WHAT IS BEING ASKED
The finished copy should match every record exactly and contain no pictures.

▬▬▬▬▬▬▬▬▬▬

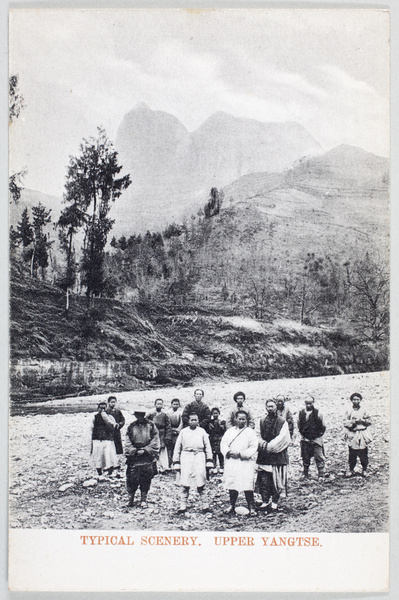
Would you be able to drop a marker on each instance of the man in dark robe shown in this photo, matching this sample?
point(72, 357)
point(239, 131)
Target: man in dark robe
point(284, 412)
point(162, 422)
point(198, 407)
point(239, 399)
point(311, 427)
point(142, 451)
point(120, 421)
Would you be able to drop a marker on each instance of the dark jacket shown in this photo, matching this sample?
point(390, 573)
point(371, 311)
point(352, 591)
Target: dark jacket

▬▬▬▬▬▬▬▬▬▬

WRITTEN ANSWER
Would you be able to drop a marker on each instance of the man in dark robe shown in this photo, matching this sample?
point(72, 357)
point(239, 131)
Target: man in dark robe
point(284, 412)
point(162, 422)
point(198, 407)
point(239, 399)
point(311, 427)
point(142, 451)
point(120, 421)
Would you be able to drop a marker on each instance of the dark jacket shown in this photo, matching this sample?
point(390, 573)
point(371, 311)
point(352, 591)
Target: dark jacket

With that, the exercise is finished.